• [Reading text]:
-- Start --

Your syntax reduces verbosity for elements that have only attributes, or attributes and text:
pXML: [img (src=ball.png alt=Ball)]
your syntax: [img src=ball.png alt=Ball]
pXML: [a (href=link target=blank) Click here]
your syntax: [a href=link target=blank / Click here]
But it makes elements with text only less user-friendly:
pXML: [div text]
your syntax: [div / text]
or: [div/text]
I compared many other examples. An important point is to consider typical markup code (e.g. XHTML):
pXML: [p This is [i italic] and [b bold]]
Your syntax: [p/This is [i/italic] and [b/bold]]
In this case the pXML code is easier to read and write.
As with brackets, there is no absolute-best-one-size-fits-all syntax. The challenge is to choose (among the infinite set of possible syntaxes) a syntax that is well suited in most cases.
In the context of pXML, it is important to have a user-friendly syntax for markup code and config data.
Moreover, it is always possible to provide optional lenient parsing for specific domains. However, lenient parsing requires look-ahead parsing (and maybe also regexes), which makes parsing more complex and less efficient. Lenient parsing also requires more rules, and sometimes there must be specific rules for specific tags. Therefore lenient parsing should not be part of basic pXML.
However it can make the syntax much more user-friendly in specific use cases. As explained in the article, I use lenient parsing in PML[^] (makes PML code succinct). Here is an example:
strict pXML: [image (source=ball.png title="Red ball")]
lenient PML 1: [image source=ball.png title="Red ball"]
lenient PML 2: [image source=ball.png title=Red ball]
final PML: [image ball.png title=Red ball]
Thanks for your suggestions.
|
|
|
|
|
|
|
Nice and clean. XML is just too darn wordy.

-- End --

• [Information given]:
-- Start --

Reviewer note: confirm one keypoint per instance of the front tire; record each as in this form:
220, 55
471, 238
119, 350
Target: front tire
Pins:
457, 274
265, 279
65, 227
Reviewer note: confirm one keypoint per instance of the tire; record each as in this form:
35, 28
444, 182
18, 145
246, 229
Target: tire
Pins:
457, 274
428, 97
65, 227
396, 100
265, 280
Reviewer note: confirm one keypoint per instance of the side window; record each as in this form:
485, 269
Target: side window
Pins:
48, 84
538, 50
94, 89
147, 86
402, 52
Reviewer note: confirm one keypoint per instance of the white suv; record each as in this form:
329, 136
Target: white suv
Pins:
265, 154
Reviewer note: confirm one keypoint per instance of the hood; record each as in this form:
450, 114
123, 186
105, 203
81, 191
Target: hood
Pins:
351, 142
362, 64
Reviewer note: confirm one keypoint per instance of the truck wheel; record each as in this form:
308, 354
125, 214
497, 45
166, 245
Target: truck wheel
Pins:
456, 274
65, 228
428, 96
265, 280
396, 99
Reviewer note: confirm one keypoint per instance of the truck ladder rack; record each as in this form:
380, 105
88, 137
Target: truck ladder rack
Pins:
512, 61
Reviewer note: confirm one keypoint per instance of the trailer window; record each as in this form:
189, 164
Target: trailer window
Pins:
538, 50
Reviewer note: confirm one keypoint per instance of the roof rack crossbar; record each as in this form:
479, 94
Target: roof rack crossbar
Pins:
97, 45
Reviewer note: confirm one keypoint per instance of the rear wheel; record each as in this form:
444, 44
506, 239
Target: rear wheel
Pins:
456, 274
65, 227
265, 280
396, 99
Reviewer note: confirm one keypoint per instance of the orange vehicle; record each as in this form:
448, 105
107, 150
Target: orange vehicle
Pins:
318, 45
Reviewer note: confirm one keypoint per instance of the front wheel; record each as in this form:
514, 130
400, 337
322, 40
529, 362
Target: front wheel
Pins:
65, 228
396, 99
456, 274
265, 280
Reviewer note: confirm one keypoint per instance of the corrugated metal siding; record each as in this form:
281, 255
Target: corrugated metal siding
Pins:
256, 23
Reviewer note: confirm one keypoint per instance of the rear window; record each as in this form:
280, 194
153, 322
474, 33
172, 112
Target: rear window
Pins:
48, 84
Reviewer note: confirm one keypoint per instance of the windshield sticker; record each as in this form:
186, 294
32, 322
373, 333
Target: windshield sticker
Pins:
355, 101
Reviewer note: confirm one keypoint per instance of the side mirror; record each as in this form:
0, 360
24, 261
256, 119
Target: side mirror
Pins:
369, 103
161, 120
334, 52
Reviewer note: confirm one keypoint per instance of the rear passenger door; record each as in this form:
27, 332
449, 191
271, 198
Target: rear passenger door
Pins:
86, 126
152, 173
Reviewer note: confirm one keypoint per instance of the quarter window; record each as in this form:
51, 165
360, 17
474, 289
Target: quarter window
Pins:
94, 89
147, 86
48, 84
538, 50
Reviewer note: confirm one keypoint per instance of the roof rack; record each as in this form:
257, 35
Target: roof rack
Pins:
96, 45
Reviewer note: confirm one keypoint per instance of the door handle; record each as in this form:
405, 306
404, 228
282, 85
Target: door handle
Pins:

-- End --

• [Parts of the exercise]:
**A)** In the pXML syntax discussion, what is the final PML form of the ball image example?
**B)** Carry on the pXML syntax discussion from the point where it stops.
The rows are not needed here.

• [Responses]:
**A)** [image ball.png title=Red ball]

**B)**
Roger House
|
|
|
|
|
|
Your bracket choice of [ ] may be true for a QWERTY keyboard but we live here in France with an AZERTY one. It requires CTRL and ALT. I do not like to trigger this pair.. a DEL ( SUPPR on french keyboard ) is not far from reach !
|
|
|
|
|
> we live here in France with an AZERTY one
How many people in the world are using an AZERTY (french) keyboard? And how many use a QWERTY (english) keyboard?
If a designer has to favor one or the other he/she will select the keyboard that most people use.
Unfortunately there is no bracket pair that is easy to type on all keyboard layouts (as can easily be verified here).
To minimize the need for typing inconvenient key combinations, it might be useful to use an editor/tool that allows you to reconfigure your keyboard, use hotkeys, predefined code snippets, auto-completion, etc.
modified 22-Apr-21 3:35am.
|
|
|
|
|
Perhaps a better solution would be to allow an optional pml document header that allows the writer to specify what the bracket characters are, and the tokenizer adjusts appropriately? Make the default [] and let the rest of the world pick ones that work better for their keyboard layouts?
|
|
|
|
|
Yes, that's a good suggestion. Thank you.
See my answer[^] to another member who suggested a BRACKETS parameter.
|
|
|
|
|
I agree 100 % with the rationale behind PML and pXML
|
|
|
|
|
Glad you liked it. Thank you so much.
|
|
|
|
|
|
|
Meanwhile, in Lisp syntax:
(doc title:"Test"
(ch title:"An Unusual Surprise"
(p Look at the following picture:)
(image source:"images/strawberries.jpg")
(p Text of paragraph 2)
(p Text of paragraph 3)))
Seems like you've got a crippled re-implementation of Lisp syntax.
Every year modern programming languages get a little bit closer to the feature set of mid-eighties Lisp, so I'm not surprised that the syntax itself is being independently rediscovered.
TLDR - All languages converge on Lisp features, and all syntax converges on S-expressions.
|
|
|
|
|
Member 13301679 wrote: Seems like you've got a crippled re-implementation of Lisp syntax.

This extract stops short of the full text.